[[ Data records, beginning ]]

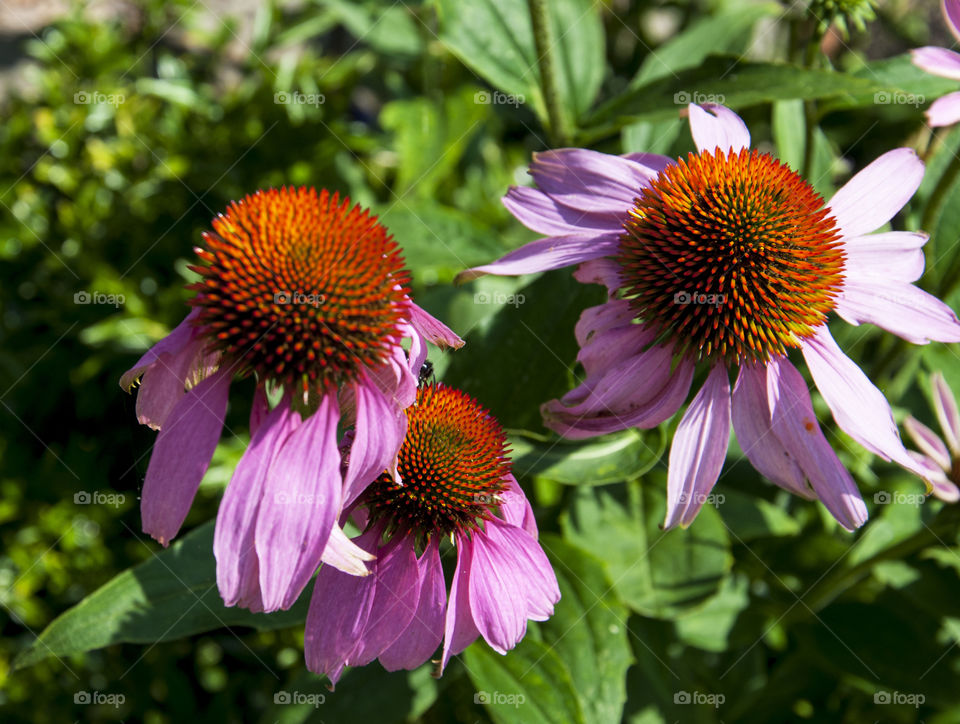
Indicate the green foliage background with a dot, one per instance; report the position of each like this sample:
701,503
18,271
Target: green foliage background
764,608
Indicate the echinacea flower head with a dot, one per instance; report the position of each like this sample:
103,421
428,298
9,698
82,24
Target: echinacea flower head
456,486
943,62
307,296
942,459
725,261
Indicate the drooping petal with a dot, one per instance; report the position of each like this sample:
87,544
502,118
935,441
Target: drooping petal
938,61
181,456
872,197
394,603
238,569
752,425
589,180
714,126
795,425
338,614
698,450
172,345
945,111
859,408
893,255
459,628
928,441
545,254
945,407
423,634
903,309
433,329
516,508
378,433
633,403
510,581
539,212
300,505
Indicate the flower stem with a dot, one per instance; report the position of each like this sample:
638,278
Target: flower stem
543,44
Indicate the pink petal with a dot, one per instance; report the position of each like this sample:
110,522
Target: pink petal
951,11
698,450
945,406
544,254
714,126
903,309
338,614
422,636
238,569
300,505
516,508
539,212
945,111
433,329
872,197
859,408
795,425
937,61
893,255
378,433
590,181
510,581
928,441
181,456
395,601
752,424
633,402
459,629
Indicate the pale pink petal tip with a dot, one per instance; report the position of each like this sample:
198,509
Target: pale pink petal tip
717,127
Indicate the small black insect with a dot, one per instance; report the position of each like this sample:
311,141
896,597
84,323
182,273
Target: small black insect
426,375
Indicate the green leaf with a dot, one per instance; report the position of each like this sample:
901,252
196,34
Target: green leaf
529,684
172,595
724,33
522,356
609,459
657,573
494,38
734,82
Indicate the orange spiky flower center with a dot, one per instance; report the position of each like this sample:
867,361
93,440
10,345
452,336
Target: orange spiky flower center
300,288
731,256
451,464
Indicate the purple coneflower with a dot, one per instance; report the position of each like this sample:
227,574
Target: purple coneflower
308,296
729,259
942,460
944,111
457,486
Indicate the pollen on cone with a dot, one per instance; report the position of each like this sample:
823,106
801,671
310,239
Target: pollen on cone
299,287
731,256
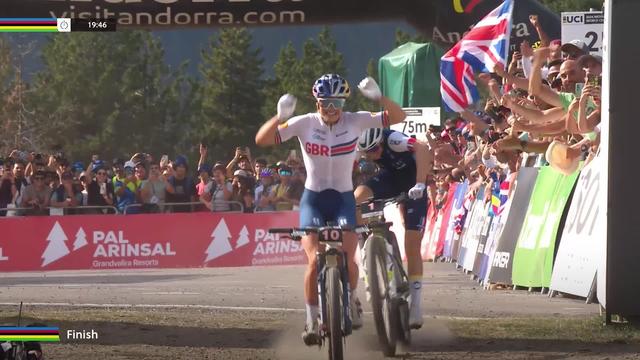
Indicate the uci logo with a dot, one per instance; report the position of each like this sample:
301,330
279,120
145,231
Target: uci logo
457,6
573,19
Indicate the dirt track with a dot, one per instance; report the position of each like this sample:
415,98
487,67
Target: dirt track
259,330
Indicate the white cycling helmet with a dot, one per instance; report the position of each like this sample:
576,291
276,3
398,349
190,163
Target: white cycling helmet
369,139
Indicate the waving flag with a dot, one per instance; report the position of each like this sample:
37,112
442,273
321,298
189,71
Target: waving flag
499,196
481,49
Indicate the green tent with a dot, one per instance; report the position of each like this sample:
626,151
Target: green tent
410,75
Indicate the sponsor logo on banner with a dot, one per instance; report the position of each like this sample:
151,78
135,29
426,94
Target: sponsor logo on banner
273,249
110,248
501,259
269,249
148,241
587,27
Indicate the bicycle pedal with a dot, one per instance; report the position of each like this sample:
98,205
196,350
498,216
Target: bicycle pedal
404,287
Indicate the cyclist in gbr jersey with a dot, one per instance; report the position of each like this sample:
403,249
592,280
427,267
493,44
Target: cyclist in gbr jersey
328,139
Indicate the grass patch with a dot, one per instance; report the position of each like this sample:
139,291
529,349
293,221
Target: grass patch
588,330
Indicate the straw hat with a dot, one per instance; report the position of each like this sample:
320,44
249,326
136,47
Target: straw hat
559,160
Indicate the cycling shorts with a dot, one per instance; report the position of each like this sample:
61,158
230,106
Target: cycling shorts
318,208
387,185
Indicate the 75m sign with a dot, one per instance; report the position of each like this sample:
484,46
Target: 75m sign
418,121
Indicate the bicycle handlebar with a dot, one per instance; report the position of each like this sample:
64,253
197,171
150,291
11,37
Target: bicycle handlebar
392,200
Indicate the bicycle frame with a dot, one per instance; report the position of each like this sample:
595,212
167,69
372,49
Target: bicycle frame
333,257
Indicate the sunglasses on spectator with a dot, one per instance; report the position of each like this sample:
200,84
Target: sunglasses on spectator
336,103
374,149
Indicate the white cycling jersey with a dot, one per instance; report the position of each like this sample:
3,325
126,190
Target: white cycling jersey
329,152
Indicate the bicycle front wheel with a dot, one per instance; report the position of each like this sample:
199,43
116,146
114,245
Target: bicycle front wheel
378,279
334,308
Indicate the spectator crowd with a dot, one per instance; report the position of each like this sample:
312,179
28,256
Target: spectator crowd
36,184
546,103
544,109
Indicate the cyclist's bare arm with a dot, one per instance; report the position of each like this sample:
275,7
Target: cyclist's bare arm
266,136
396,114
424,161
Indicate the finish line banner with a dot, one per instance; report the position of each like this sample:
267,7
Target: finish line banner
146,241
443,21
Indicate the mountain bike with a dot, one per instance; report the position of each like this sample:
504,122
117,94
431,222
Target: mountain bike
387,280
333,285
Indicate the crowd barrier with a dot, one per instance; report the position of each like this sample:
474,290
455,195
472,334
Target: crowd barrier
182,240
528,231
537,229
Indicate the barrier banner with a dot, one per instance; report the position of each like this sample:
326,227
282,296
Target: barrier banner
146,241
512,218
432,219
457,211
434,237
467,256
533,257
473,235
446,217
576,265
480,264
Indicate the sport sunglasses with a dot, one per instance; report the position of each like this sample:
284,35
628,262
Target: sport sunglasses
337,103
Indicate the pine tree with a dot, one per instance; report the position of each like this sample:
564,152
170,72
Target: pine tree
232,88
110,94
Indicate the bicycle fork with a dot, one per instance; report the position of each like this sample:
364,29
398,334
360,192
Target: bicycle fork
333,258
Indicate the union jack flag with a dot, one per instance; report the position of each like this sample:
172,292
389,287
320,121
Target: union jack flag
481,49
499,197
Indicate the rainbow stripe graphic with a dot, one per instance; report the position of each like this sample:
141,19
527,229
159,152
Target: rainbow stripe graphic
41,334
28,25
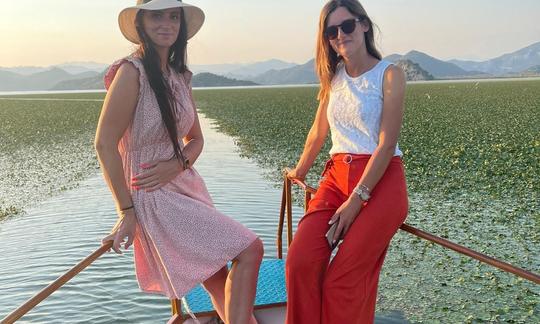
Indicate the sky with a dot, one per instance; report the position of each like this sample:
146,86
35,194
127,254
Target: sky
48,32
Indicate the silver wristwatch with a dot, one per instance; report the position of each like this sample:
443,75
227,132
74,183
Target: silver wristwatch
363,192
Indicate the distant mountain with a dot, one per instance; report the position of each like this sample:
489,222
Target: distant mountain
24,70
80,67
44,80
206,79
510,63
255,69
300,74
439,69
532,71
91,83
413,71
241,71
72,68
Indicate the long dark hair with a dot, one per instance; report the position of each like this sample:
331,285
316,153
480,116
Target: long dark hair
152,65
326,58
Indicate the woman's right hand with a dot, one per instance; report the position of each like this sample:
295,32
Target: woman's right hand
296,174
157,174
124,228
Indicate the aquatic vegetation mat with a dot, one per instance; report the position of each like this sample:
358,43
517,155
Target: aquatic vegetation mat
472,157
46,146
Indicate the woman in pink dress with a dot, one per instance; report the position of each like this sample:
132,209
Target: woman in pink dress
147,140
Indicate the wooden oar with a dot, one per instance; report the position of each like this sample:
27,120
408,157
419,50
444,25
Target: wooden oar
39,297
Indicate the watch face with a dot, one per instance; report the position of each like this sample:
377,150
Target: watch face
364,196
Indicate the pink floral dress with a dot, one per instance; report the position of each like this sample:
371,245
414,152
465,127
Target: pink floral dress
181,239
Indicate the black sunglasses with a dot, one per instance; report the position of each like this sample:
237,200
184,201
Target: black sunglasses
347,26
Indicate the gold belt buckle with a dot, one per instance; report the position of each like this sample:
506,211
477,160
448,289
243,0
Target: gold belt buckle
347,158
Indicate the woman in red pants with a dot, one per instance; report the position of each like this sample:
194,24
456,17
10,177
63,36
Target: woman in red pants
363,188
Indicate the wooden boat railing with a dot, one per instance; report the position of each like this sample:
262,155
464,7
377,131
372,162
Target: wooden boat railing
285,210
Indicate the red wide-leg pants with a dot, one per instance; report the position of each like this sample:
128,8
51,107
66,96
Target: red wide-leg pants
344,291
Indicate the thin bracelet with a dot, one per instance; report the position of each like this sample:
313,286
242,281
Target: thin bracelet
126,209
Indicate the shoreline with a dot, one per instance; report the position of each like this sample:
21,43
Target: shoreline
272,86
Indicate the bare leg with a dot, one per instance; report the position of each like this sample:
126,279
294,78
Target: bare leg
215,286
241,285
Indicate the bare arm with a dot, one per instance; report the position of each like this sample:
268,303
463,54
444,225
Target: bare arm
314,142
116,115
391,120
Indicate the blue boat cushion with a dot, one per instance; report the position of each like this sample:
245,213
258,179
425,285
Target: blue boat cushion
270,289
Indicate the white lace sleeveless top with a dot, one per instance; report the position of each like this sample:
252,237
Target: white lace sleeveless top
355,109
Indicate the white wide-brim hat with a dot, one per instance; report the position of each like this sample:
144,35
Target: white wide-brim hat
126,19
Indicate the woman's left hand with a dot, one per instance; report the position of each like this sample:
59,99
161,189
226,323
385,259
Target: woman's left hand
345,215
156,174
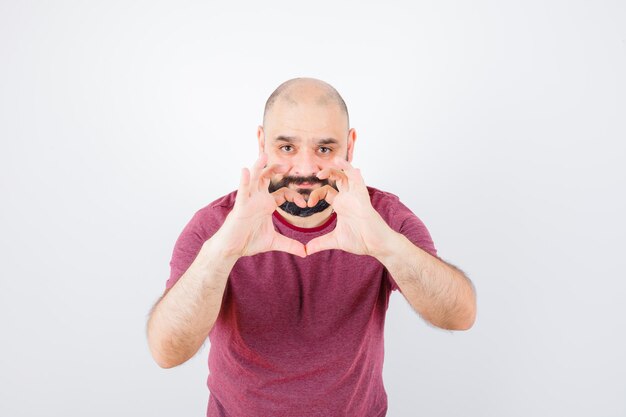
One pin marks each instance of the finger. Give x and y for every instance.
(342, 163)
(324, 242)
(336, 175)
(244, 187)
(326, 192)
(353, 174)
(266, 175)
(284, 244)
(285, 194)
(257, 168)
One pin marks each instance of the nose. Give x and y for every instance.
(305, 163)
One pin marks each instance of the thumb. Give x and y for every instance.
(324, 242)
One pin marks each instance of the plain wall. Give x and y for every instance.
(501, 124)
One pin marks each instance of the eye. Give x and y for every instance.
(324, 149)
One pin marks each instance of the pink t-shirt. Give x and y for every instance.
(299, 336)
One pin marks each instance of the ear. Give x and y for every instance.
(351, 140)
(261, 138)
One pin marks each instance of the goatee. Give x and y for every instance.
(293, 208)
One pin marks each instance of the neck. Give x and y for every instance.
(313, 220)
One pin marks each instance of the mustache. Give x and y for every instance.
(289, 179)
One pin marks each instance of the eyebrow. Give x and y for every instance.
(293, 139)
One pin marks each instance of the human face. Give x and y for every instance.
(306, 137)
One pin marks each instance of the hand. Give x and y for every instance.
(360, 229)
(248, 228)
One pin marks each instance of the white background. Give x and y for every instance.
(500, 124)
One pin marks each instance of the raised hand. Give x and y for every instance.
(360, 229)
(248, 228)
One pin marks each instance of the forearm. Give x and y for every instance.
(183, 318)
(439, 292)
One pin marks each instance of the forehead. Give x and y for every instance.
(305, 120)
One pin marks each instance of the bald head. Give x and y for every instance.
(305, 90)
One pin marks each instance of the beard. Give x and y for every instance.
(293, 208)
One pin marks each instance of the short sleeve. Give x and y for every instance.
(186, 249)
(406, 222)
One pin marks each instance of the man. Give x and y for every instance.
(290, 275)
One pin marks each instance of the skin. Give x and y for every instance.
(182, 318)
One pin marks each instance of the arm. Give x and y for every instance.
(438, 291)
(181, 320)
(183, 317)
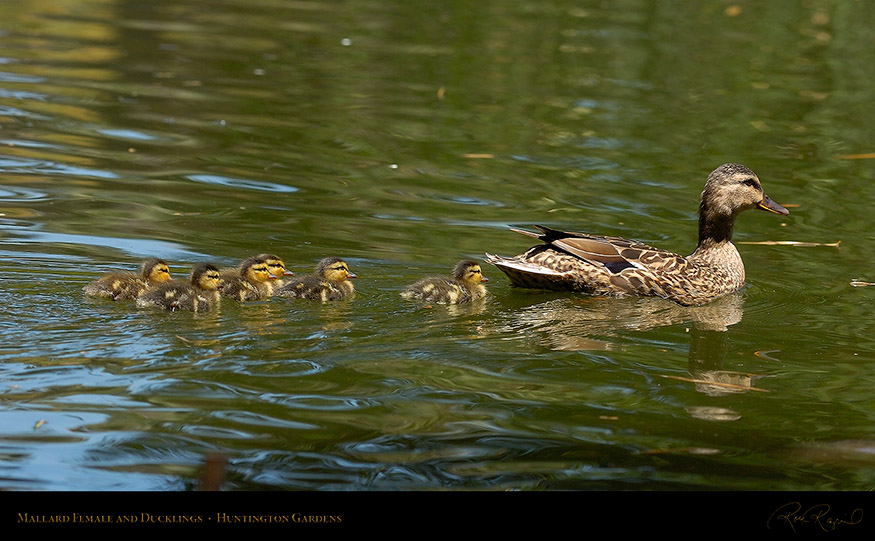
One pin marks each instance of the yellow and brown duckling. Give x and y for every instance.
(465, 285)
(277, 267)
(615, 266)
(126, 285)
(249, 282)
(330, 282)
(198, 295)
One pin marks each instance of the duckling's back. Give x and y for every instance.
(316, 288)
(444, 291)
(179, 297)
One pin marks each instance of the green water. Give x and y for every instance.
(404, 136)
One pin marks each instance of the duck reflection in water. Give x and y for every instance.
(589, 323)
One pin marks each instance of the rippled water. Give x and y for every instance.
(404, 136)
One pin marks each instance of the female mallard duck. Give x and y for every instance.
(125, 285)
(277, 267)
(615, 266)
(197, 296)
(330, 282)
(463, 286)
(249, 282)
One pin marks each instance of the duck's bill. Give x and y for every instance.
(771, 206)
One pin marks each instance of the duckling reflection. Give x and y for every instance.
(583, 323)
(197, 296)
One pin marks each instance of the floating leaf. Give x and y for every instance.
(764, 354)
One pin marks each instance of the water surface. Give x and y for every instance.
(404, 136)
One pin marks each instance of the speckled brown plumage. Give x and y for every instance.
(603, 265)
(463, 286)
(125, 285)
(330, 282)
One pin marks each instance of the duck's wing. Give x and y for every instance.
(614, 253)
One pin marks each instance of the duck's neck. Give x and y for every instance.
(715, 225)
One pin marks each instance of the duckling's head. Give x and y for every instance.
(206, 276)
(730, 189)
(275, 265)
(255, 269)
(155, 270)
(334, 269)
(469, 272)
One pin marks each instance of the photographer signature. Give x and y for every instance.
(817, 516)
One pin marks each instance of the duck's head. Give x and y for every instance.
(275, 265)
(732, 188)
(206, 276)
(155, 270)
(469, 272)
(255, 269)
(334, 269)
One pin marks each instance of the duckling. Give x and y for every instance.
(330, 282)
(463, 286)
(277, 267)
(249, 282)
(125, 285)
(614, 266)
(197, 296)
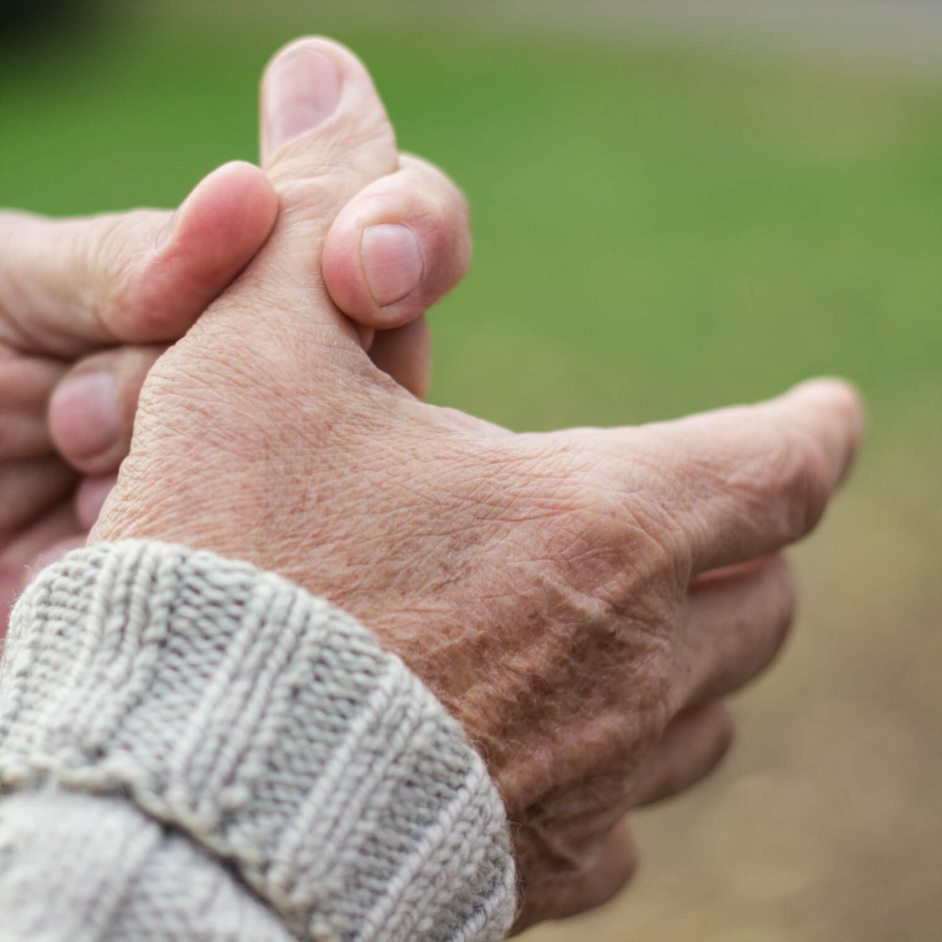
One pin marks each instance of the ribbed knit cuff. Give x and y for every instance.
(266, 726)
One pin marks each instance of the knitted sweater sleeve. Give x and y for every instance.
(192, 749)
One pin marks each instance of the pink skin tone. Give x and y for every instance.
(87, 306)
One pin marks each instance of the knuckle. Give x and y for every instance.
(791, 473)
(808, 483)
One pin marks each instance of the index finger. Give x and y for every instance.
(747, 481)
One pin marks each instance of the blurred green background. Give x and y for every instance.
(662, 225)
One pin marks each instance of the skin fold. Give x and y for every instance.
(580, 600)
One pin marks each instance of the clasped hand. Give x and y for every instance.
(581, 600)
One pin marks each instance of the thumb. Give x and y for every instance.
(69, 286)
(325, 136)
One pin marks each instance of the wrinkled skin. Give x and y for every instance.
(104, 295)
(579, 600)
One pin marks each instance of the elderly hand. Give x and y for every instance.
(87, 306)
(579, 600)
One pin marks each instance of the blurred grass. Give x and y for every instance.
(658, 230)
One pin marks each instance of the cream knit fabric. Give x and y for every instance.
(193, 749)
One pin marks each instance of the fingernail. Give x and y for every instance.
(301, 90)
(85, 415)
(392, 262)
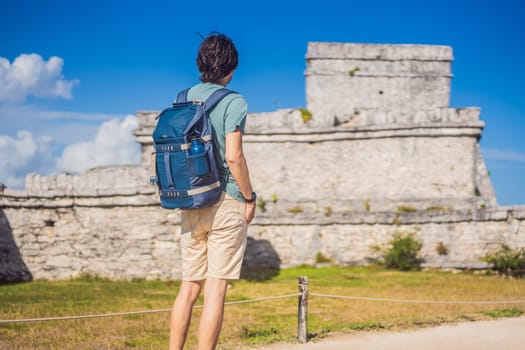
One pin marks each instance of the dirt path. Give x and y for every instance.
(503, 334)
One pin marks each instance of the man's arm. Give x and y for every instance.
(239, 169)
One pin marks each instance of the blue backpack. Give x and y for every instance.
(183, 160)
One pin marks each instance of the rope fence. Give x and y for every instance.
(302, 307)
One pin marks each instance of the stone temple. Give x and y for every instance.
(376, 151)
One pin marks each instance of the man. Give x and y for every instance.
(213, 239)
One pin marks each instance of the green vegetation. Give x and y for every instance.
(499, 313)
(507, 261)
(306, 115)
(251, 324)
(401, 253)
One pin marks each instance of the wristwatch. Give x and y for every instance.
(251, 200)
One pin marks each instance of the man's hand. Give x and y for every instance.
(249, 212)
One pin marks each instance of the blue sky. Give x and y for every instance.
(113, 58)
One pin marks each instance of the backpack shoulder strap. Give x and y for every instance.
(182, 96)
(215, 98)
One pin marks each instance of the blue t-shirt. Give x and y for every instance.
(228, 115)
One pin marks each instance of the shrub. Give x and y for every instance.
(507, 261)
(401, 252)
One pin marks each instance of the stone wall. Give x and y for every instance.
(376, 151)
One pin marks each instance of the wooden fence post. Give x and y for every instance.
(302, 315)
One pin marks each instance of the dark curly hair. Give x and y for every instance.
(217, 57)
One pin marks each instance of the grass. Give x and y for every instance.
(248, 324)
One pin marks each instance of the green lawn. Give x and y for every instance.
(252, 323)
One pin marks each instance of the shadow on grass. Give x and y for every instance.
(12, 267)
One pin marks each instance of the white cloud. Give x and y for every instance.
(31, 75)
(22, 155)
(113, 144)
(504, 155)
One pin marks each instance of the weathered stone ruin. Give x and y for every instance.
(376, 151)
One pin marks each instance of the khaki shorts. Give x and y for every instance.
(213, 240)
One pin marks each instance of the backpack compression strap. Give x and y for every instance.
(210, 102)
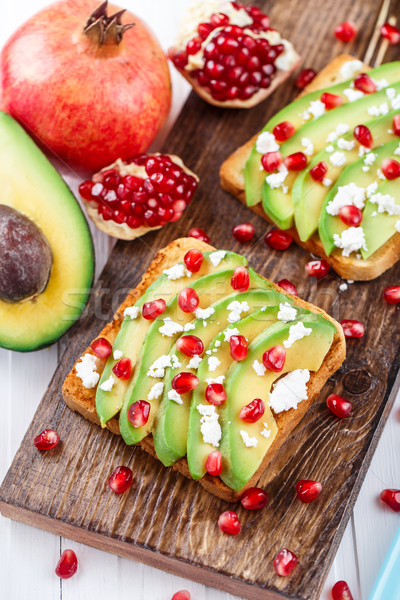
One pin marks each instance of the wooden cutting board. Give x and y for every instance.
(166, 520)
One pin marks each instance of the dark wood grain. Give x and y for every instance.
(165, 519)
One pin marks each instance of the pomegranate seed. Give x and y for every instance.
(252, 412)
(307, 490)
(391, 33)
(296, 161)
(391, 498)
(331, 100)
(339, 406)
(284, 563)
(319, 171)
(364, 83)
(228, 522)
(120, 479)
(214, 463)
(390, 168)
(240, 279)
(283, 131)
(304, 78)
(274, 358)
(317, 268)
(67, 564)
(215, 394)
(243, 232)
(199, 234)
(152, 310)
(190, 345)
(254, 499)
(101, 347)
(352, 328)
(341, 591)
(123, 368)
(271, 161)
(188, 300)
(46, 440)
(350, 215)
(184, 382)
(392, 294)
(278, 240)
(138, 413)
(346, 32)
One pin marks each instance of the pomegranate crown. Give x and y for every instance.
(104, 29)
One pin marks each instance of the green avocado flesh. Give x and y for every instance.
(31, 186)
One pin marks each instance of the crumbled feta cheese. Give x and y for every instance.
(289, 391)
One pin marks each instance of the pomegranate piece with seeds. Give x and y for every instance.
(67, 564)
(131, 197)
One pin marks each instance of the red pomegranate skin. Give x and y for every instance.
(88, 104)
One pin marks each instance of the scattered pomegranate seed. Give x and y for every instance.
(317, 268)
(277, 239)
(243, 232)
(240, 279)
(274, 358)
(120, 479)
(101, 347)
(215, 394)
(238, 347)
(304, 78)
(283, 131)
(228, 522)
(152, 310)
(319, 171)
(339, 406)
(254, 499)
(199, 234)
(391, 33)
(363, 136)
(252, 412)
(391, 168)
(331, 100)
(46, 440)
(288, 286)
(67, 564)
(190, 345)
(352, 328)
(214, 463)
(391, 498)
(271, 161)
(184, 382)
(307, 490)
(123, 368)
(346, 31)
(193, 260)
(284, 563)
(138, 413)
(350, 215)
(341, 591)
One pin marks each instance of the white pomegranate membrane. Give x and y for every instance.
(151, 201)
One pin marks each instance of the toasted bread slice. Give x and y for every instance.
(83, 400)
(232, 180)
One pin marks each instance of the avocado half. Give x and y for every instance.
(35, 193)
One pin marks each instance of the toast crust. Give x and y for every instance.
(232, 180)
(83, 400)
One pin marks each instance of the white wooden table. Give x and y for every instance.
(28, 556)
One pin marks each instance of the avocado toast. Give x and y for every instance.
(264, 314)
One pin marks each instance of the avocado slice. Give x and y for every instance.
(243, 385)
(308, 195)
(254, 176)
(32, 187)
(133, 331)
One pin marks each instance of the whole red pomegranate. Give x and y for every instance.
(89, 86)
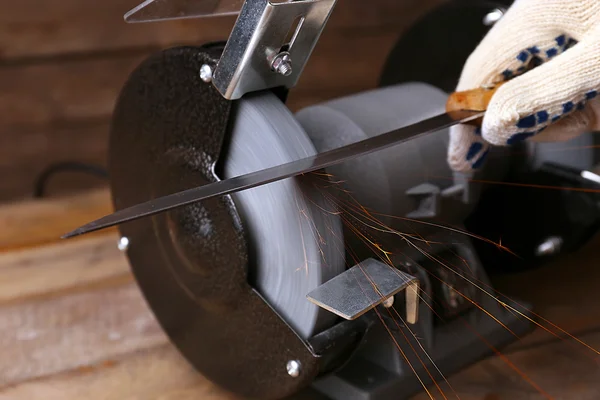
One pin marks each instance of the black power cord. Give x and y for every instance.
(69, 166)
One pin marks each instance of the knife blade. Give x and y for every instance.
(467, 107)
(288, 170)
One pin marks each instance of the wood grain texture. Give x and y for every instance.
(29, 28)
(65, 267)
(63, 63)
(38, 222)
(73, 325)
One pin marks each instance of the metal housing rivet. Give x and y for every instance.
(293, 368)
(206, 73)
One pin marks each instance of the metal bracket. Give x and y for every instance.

[[ Data records, end ]]

» **Assignment**
Write down exactly what the lines above say, from the line holding "Indicate the bicycle fork" through the line holding "Indicate the long", and nothing more. Do not copy the pictures.

» **Answer for this exercise**
Indicate the bicycle fork with a dot, one per instance; report the position of each like this sample:
364,29
398,334
360,192
Target: bicycle fork
333,258
Indicate the union jack flag with a dot, one per instance; report the position of each like this sample:
172,292
389,287
320,121
Target: union jack flag
481,49
499,197
Indicate the rainbow stripe graphic with a dot, one per instance; report the position of each like this sample:
141,19
527,229
159,152
Target: rainbow stripe graphic
41,334
28,25
Indicate the sky with a dot, one per instance; report the position of each like this sample:
146,86
35,194
127,254
Target: sky
48,32
Indicate the silver wristwatch with a dot, one per instance; report the position of each like this sample:
443,75
227,132
74,183
Target: silver wristwatch
363,192
Indicate the distant mountain with a dot, one per instance; report the position of each like this sample:
489,222
Target: distant mountain
24,70
80,67
44,80
206,79
510,63
255,69
300,74
439,69
532,71
91,83
413,71
241,71
72,68
Indicate the long dark hair with a dot, one per instance; report the position of each like this sample:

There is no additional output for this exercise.